-- Text shown --
■ ■ ■ ■

DeclanP  I was the same I was a bit sceptical so the lads met me face to face to answer any of my queries (and there were a lot!)..to be honest i found it quite smooth they gave me a copy of the contract/order form to take home and read through. They took my deposit and kept me informed throughout they did specify that if the car wasnt as ordered that they would refund my deposit in full no qualms but the car was as specified so i had no complaints and paid the balance..they even called me back 2 weeks later to see how I was getting on which I thought was a nice touch. for me it was a good choice and i love my A5!..let us know how you get on if you choose to go with them.


----------



## DeclanP (8 Jul 2008)

*Re: Any Car Brokers personal Importers in Republic of Ireland? Buy a car frm Belguim*

Thanks, chico. That is reassuring. The only trouble is that I am the other side of the country but what the hell. I know what others will say that it is simple to go over to UK and bring one back, and much cheaper. To be honest, that is not my scene. At the moment the lads are searching for the preferred car and will let you know the outcome. Thanks again


----------



## DeclanP (14 Jul 2008)

*Re: Any Car Brokers personal Importers in Republic of Ireland? Buy a car frm Belguim*

Just an update on importing a car through a third party. The guys in www.dreamcars.ie were good and gave me three offers. 2004 BMW 520d €25,950; 2 2005 BMWs 520d €28,500 and €27,750. Thought it was a bit pricey and think I may go down the road of doing it myself. Checked a few dealers in North and UK and it will work out significantly better to import myself — all things considered


----------



## chico27 (14 Jul 2008)

■ ■ ■ ■

-- Listing --
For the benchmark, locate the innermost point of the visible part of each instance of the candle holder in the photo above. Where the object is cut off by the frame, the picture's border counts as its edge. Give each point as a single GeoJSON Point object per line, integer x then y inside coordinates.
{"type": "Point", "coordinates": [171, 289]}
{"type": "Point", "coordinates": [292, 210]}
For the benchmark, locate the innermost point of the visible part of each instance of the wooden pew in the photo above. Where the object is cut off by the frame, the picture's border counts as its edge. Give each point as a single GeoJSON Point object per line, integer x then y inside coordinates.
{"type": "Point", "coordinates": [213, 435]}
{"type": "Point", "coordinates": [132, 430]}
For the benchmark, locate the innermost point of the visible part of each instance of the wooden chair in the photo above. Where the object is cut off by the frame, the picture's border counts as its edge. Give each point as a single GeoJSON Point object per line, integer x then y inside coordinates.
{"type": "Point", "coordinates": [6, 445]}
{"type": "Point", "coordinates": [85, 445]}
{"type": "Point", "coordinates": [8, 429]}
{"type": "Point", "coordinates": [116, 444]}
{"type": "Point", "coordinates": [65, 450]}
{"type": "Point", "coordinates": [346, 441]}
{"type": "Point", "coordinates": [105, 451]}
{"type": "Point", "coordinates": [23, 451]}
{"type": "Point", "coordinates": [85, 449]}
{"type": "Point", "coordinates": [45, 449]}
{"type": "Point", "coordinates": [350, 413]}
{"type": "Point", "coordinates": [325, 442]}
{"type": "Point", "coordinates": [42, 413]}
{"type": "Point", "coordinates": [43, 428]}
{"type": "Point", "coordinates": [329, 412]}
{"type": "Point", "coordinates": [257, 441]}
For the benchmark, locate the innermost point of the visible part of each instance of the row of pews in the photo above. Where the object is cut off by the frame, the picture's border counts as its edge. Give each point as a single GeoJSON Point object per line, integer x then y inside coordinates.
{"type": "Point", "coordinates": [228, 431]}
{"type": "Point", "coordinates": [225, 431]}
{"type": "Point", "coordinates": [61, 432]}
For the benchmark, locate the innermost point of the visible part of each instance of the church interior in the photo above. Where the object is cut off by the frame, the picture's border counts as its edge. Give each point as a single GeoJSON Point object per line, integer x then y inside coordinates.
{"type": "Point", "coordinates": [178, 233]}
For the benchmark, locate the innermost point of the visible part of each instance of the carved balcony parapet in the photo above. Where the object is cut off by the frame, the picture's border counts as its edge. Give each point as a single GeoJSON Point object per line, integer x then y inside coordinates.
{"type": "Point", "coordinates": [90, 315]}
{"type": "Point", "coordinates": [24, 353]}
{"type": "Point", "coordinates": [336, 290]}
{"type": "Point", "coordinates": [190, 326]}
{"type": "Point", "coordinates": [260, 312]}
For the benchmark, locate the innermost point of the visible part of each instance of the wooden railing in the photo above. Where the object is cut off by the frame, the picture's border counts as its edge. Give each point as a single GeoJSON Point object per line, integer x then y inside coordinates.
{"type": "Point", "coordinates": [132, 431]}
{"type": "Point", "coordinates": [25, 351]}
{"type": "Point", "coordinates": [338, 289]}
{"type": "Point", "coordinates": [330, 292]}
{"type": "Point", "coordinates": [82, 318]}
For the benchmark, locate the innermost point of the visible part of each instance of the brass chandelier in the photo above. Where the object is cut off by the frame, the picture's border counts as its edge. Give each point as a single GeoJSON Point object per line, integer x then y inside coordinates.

■ ■ ■ ■

-- Your task --
What price does the car-importing forum thread give for the 2004 BMW 520d? The items aren't needed here.

-- Answer to this problem --
€25,950